GIVEN TASK.
Could you copy out the rows below, swapping every "wildlife tally" for "inventory count" and leaving the rest untouched?

EXTRACTED ENTRIES.
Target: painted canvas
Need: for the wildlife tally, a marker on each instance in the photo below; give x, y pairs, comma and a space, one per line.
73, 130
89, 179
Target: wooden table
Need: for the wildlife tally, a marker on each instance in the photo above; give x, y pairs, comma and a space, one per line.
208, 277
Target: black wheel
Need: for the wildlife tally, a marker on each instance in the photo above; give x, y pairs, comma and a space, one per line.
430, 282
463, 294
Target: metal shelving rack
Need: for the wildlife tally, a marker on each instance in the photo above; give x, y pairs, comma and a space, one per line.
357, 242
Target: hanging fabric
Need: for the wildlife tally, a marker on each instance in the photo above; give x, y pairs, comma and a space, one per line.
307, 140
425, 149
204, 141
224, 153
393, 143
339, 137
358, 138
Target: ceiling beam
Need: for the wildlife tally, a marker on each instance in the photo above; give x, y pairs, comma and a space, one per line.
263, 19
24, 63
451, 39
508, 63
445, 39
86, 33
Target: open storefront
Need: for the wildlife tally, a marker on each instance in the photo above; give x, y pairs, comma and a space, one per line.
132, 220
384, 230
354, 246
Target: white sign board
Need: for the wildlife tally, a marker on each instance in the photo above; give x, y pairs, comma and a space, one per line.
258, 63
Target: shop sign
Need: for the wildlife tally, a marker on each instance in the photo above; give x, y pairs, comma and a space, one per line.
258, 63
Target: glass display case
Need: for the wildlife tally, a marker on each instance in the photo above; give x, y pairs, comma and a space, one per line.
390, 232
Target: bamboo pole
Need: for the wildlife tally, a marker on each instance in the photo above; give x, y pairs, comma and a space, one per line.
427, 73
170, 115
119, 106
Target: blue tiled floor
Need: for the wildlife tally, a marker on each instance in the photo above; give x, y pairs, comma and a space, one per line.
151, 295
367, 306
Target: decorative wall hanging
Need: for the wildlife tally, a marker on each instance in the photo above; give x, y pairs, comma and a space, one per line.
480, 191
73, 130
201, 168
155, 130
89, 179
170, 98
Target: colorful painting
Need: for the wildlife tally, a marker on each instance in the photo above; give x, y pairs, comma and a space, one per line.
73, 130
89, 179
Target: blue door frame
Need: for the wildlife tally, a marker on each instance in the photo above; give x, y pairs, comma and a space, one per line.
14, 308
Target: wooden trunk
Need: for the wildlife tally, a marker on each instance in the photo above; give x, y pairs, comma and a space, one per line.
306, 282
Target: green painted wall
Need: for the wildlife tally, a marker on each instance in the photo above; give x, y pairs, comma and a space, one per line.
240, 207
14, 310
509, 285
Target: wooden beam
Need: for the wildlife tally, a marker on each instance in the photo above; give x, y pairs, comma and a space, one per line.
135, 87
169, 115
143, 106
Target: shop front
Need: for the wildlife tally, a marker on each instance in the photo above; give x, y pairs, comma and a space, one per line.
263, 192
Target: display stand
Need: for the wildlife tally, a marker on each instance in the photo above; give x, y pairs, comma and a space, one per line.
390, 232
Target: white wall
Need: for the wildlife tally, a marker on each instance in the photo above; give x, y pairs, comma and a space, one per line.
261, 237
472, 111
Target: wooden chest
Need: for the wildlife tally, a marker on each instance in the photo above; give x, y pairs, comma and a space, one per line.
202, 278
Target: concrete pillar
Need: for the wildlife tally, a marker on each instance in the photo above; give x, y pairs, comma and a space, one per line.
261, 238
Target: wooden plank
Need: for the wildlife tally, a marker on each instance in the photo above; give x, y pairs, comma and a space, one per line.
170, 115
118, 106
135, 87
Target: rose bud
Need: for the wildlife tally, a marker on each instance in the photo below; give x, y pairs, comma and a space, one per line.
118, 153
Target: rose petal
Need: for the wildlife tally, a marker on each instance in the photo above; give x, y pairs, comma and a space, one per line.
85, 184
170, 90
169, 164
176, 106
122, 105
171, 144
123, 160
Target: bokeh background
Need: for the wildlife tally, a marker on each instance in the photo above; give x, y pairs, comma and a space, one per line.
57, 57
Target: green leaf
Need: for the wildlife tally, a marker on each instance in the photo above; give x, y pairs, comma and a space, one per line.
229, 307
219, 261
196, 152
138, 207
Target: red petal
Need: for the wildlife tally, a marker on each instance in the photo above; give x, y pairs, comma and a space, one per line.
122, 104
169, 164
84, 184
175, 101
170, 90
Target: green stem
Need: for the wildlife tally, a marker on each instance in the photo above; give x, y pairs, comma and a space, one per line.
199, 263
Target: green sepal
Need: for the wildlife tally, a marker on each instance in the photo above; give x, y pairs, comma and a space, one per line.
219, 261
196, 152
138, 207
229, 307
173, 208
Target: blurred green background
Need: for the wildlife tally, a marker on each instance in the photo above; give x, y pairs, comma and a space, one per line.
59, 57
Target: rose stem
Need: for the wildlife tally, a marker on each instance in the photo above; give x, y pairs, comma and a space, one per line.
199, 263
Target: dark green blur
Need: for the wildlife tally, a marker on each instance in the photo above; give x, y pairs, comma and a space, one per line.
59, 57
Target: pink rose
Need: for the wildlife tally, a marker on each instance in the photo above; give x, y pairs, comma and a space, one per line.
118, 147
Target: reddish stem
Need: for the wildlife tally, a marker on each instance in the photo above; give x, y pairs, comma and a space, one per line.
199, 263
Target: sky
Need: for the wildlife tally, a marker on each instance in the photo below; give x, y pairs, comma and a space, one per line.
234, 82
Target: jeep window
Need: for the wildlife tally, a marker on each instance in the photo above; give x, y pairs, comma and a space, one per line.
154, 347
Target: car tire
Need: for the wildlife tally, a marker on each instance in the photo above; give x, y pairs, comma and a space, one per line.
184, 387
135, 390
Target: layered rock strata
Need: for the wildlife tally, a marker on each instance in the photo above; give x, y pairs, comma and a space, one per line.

TASK RESULT.
Target: painted canvas
Need: for the inventory count, a marker on each instance in the photo below; give x, y pairs, comma and a space, one per line.
73, 130
89, 179
Target: wooden table
Need: for the inventory count, a marker on each instance in the photo above; give x, y pairs, comma and a space, one per line.
208, 277
Target: black wheel
Need: for the inventory count, a marker on each instance in the photo above; give x, y pairs, comma and a space, one per line.
430, 282
463, 294
Target: metal shelving rack
Need: for the inventory count, a marker on each instance in the photo above; give x, y pairs, comma and a space, one per line.
357, 242
Target: hanging fabric
Need: for the inventory count, a marker on each instance in the photo above; give x, y pairs, comma and a space, one per line.
307, 140
425, 149
204, 141
224, 153
393, 143
339, 137
358, 138
Target: ceiling beam
Need: for the inventory count, a marker on each instance in the photo above; give x, y pairs, comma and a space, one per line.
263, 19
24, 63
451, 39
508, 63
445, 39
86, 33
Target: open storefront
Need: for the inventory count, a marker on each instance in the photo above; give x, y pairs, comma and a space, one per line.
132, 220
384, 230
354, 246
Target: white sign board
Need: for the inventory count, a marker on each instance in the photo above; give x, y pairs, comma and a space, one per line.
258, 63
Target: shop sign
Need: for the inventory count, a marker on each instance in the photo above; give x, y pairs, comma and a space, one per line.
258, 63
Target: glass display case
Need: for the inventory count, a marker on each instance in the photo above; give x, y pairs, comma and a space, one per line.
390, 232
Target: bamboo pole
Need: for the inventory count, a marker on each instance in the photo above; give x, y pairs, comma and a space, one per line.
427, 73
170, 115
119, 106
Target: blue tiled floor
Need: for the inventory count, a marker on each instance in the photo above; give x, y pairs, comma and a space, one per line.
151, 295
367, 306
Target: decorative wall hanging
Need: for the inventory count, a marker on each instance in the photo above; give x, y pairs, comma and a space, one per line.
480, 191
73, 130
201, 168
155, 130
89, 179
170, 98
Target: colorful painting
Need: for the inventory count, a marker on each instance in the photo above; give x, y pairs, comma and a space, one per line.
73, 130
89, 179
Target: blue door frame
Need: for the inventory count, a marker on each instance in the photo above; give x, y pairs, comma and a space, one per line.
14, 308
Target: wooden trunk
Need: for the inventory count, a marker on each instance in the photo above; give x, y pairs, comma and a space, one per line.
306, 282
Target: green painted wall
Need: for the inventory count, a marker on each instance in the photo above; give x, y pairs, comma and a space, one per line.
240, 207
14, 310
509, 285
Target: wooden beam
Need: for the inventory count, a marker on each instance in the photo above; give x, y pairs, comma and a space, one per line.
135, 87
169, 115
143, 106
Target: shop front
Need: for the inventory count, a marker on each instance in the photo above; give x, y pairs, comma and a space, one per line.
263, 192
Target: display stand
Need: for the inventory count, a marker on each instance in the photo above; give x, y pairs, comma and a space, one per line.
390, 232
Target: white wall
Need: for the inventory count, a marker on each instance in the photo above; give x, y pairs, comma and a space, one per line.
261, 237
472, 111
Target: wooden chest
Need: for the inventory count, a marker on each instance in the photo above; give x, y pairs, comma and a space, one per line.
202, 278
Target: concrete pillar
Need: for the inventory count, a marker on each instance in the photo above; give x, y pairs, comma and a space, one per line.
261, 238
Target: wooden plank
Need: for the inventory count, a marker on each instance in the photo above; give x, y pairs, comma and a space, one per line.
170, 115
118, 106
135, 87
Target: rose bud
Need: for the inventory count, a marker on each instance in the photo below; give x, y pairs, comma and a space, one per line.
118, 153
Target: rose petal
Need: for the inventory count, a marker on each instance in the photo above; give x, y pairs, comma and a space, one per line.
85, 184
170, 90
169, 164
176, 106
122, 105
171, 144
123, 160
Target: bokeh background
Need: for the inventory count, a marker on each instance in the photo above; give x, y pairs, comma and a space, one per line.
57, 57
Target: green leaf
Need: for the inventory count, a marker on each instance in the photo above; give x, y pairs, comma and a space, one per line.
229, 307
219, 261
196, 152
138, 207
Target: red petal
Need: for the inventory count, a marker on each instance in the photo above; give x, y pairs, comma and a space, one per line.
122, 104
169, 164
84, 184
175, 101
170, 90
Target: green stem
Need: for the inventory count, a marker on each instance in the photo above; give x, y pairs, comma and a space, one per line.
199, 263
Target: green sepal
Need: for the inventory count, a marker on each instance in the photo above; give x, y pairs, comma and a space, one per line.
219, 261
196, 152
138, 207
229, 307
173, 208
Target: blurred green background
Need: for the inventory count, a marker on each instance in the photo above; give x, y pairs, comma and a space, one per line.
59, 57
Target: rose stem
Need: for the inventory count, a marker on each instance in the photo above; give x, y pairs, comma and a space, one per line.
199, 263
Target: dark green blur
Need: for the inventory count, a marker on each instance in the photo above; give x, y pairs, comma and a space, one per line.
59, 57
Target: pink rose
Need: for the inventory count, a marker on each instance in the photo above; give x, y pairs, comma and a space, one per line.
118, 147
Target: reddish stem
Need: for the inventory count, a marker on each instance in the photo above; give x, y pairs, comma and a space, one per line.
199, 263
Target: sky
Need: for the inventory count, a marker on each instance in the photo below; give x, y pairs, comma and a space, one per line.
234, 82
Target: jeep window
Need: for the inventory count, a marker on each instance in the photo above; give x, y pairs, comma and a space, one per line.
154, 347
Target: car tire
Need: for the inventory count, a marker on each instance in the photo above; give x, y pairs, comma and a space, one per line.
184, 387
135, 390
Target: layered rock strata
Need: for the inventory count, a marker on each instance in the photo above; give x, y pairs, comma and a space, one per line.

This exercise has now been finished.